(Record del dataset sulla posizione degli oggetti)

****************************************

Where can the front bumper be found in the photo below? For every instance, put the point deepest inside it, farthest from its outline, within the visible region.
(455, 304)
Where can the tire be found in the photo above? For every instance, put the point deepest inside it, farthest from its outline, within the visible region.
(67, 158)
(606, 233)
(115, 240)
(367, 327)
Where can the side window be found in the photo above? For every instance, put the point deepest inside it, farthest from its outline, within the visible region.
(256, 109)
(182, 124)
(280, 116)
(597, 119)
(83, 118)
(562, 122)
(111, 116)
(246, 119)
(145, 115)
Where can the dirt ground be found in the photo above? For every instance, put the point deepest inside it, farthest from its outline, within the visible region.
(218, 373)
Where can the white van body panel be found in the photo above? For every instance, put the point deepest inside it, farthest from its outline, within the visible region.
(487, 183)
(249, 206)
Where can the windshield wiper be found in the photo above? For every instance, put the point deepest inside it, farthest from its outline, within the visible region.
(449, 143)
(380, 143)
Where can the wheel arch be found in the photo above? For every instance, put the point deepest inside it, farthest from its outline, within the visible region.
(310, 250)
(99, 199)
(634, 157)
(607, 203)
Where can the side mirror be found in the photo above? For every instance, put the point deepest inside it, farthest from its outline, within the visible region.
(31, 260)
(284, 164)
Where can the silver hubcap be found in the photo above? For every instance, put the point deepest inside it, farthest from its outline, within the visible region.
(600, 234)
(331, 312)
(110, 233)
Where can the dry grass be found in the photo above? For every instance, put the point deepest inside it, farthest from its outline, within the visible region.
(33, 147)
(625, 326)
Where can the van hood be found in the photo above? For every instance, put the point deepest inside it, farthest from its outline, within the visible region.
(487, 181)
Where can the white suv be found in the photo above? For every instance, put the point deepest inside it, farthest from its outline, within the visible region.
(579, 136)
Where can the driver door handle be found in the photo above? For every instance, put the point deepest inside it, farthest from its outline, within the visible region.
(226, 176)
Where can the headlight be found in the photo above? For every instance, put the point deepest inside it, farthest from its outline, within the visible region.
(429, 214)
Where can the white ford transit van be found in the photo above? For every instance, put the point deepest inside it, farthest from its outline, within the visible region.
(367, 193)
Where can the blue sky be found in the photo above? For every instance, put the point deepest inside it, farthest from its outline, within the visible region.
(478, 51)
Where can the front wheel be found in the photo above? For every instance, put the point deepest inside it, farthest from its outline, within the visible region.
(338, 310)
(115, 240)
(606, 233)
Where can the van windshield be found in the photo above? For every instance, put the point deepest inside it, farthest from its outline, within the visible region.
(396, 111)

****************************************

ESERCIZIO BREVE:
Puoi riscrivere tutti i record qui sopra come elenco numerato, tralasciando le righe vuote?

SOLUZIONE SVOLTA:
1. Where can the front bumper be found in the photo below? For every instance, put the point deepest inside it, farthest from its outline, within the visible region.
2. (455, 304)
3. Where can the tire be found in the photo above? For every instance, put the point deepest inside it, farthest from its outline, within the visible region.
4. (67, 158)
5. (606, 233)
6. (115, 240)
7. (367, 327)
8. Where can the side window be found in the photo above? For every instance, put the point deepest inside it, farthest from its outline, within the visible region.
9. (256, 109)
10. (182, 124)
11. (280, 116)
12. (597, 119)
13. (83, 118)
14. (562, 122)
15. (111, 116)
16. (246, 119)
17. (145, 115)
18. Where can the dirt ground be found in the photo above? For every instance, put the point deepest inside it, farthest from its outline, within the visible region.
19. (218, 373)
20. Where can the white van body panel be found in the photo above? For every instance, put the point deepest inside it, farthest from its outline, within the visible region.
21. (487, 183)
22. (249, 206)
23. Where can the windshield wiper be found in the photo above? For every instance, put the point deepest inside it, farthest from its outline, within the visible region.
24. (449, 143)
25. (380, 143)
26. Where can the wheel arch be found in the photo above? For every instance, put the point deepest inside it, farthest from its outline, within the visible region.
27. (310, 250)
28. (99, 199)
29. (634, 157)
30. (607, 203)
31. Where can the side mirror be found in the photo above? For every instance, put the point deepest inside it, farthest from its outline, within the visible region.
32. (31, 260)
33. (284, 164)
34. Where can the silver hubcap be found in the photo above? For every instance, put the point deepest inside it, farthest from its outline, within the visible region.
35. (600, 234)
36. (331, 312)
37. (110, 233)
38. Where can the dry grass be found in the photo above? For every instance, put the point deepest inside it, farthest from its outline, within the visible region.
39. (33, 147)
40. (625, 326)
41. Where can the van hood be found in the photo above? For every instance, put the point deepest inside it, farthest from its outline, within the visible region.
42. (487, 181)
43. Where can the white suv be found in the photo above? For every instance, put the point deepest inside it, farthest from its outline, within the visible region.
44. (579, 136)
45. Where can the driver door handle be found in the photo above? For every instance, put the point deepest inside it, farthest from its outline, within the visible region.
46. (226, 176)
47. Where can the headlight be found in the photo above? For every instance, put the point deepest inside it, farthest from its outline, within the visible region.
48. (429, 214)
49. Where can the white ford transit van be found in the photo above? For every instance, put the point deepest inside it, farthest from its outline, within the visible region.
50. (367, 193)
51. Where can the blue sky be found in the photo above? For every instance, put the point deepest inside it, farthest from its outline, within the visible region.
52. (478, 51)
53. Where can the front wheel be found in the photo above? For every instance, put the point deepest inside it, farthest from its outline, within the visible region.
54. (338, 310)
55. (115, 240)
56. (606, 233)
57. Where can the van windshield be found in the photo above? For every instance, put the point deepest inside it, farthest from its outline, within the visible region.
58. (396, 111)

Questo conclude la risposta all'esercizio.